=== WRITTEN EXERCISE ===
Can you write out the entries below again, swapping "hazy blue sky" for "clear blue sky" and keeping everything else the same, with the pictures left out?

# # # #

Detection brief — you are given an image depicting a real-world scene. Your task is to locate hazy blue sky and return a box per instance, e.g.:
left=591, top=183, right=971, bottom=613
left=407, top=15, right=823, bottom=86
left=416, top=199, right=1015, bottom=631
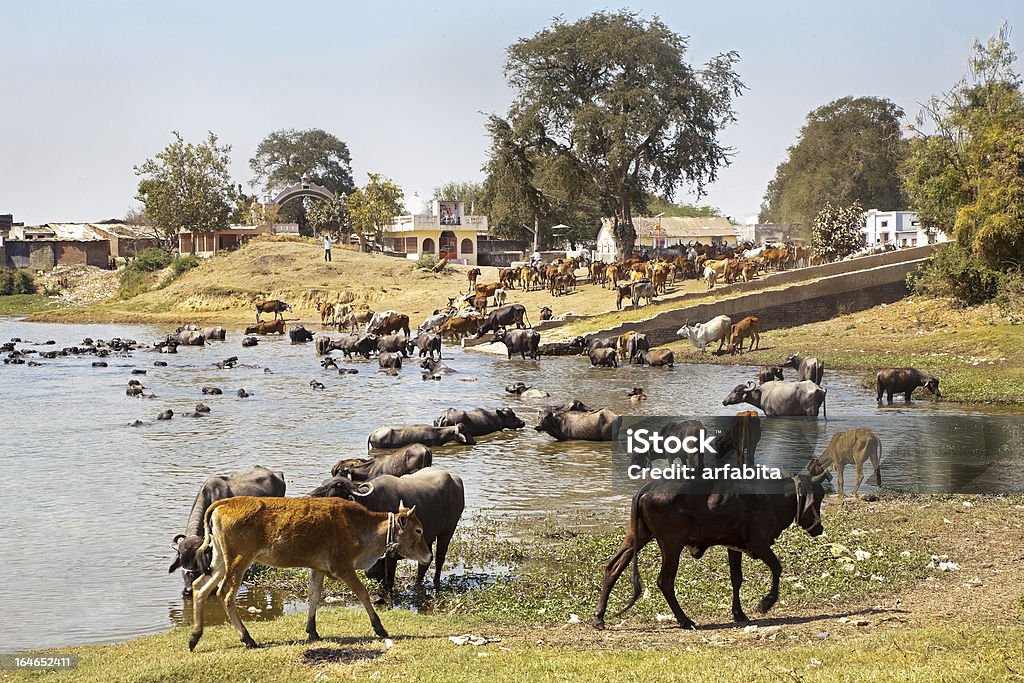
left=0, top=0, right=1024, bottom=223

# # # #

=== RESULT OF THE EXERCISE ===
Detection brief — you are given an image depicting a real-world scene. Your task is to locate clear blue sky and return a box per instance, e.g.:
left=591, top=183, right=971, bottom=613
left=407, top=15, right=823, bottom=86
left=416, top=199, right=1015, bottom=631
left=0, top=0, right=1024, bottom=223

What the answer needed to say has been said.